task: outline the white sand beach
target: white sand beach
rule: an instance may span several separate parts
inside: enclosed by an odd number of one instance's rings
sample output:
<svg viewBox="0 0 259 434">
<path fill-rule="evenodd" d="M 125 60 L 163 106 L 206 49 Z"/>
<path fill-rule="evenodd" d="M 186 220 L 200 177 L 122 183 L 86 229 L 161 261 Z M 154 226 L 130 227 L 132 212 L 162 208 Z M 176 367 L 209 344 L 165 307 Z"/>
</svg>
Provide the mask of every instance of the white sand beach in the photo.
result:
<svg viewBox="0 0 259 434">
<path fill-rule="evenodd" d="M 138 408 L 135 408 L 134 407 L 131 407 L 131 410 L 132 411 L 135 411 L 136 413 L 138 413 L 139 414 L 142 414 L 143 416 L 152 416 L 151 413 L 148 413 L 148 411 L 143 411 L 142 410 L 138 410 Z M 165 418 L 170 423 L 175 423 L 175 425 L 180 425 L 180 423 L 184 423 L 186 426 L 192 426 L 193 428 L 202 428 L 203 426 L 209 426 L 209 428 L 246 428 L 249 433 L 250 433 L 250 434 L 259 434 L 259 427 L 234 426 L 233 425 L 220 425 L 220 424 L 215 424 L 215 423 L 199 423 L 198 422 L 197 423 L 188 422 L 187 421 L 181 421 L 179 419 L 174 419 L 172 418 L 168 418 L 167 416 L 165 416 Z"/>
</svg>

^^^^^^^^

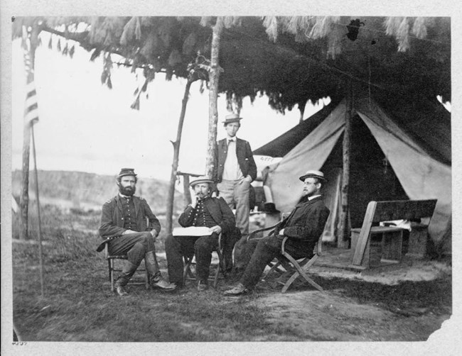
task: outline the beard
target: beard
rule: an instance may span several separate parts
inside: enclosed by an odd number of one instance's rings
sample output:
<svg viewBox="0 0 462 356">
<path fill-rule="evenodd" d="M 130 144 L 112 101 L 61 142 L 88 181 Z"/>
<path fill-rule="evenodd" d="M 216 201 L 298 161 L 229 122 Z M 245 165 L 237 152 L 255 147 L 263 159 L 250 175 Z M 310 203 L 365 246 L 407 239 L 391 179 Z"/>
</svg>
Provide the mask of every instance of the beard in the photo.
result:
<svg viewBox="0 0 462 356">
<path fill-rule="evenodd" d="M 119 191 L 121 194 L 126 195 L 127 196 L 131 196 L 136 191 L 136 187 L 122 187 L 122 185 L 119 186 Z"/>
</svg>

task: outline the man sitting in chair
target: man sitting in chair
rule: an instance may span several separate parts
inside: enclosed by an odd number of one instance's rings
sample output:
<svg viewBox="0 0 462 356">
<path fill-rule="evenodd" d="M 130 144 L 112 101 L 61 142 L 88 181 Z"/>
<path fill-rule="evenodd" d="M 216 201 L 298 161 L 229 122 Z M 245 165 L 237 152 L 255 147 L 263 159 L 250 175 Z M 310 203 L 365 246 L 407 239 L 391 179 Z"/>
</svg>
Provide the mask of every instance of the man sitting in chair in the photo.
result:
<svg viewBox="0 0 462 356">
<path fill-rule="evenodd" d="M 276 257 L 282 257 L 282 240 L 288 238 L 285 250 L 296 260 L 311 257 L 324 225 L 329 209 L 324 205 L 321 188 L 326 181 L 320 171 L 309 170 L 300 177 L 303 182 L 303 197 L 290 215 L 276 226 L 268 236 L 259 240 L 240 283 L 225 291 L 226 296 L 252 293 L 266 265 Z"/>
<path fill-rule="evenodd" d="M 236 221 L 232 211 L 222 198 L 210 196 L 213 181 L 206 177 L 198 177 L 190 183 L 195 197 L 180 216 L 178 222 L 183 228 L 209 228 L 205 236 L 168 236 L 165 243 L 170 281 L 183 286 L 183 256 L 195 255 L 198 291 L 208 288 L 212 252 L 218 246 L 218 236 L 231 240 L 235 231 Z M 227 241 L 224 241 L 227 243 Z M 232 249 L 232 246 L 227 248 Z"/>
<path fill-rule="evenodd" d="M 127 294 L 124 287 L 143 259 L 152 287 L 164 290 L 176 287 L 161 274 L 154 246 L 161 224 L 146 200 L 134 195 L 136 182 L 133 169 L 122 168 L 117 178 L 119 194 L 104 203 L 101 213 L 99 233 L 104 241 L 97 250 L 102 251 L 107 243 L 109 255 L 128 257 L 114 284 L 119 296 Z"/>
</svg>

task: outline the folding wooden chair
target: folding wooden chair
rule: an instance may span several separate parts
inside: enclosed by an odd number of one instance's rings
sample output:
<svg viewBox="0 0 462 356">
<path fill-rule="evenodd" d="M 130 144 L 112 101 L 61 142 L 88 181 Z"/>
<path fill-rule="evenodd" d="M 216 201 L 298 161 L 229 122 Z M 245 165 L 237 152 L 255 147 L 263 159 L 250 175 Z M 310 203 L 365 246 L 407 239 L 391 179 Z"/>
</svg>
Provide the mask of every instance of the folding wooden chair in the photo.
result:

^^^^^^^^

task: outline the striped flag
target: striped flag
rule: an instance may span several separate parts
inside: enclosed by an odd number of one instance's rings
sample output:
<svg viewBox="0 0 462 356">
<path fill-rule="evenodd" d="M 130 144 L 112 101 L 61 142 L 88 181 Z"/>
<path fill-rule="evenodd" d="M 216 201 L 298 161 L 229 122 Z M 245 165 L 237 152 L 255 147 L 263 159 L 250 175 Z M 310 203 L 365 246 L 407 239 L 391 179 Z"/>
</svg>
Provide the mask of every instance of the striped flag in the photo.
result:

^^^^^^^^

◆ INSTRUCTIONS FOR THE TASK: Retype the lines starting at the one containing "task: outline the white sand beach" and ending at the one containing "125 60 L 163", keeping every character as it appears.

◆ RESULT:
task: outline the white sand beach
target: white sand beach
rule: an instance may span several separate parts
inside: enclosed by an odd number of one instance's rings
sample output:
<svg viewBox="0 0 259 434">
<path fill-rule="evenodd" d="M 125 60 L 163 106 L 206 49 Z"/>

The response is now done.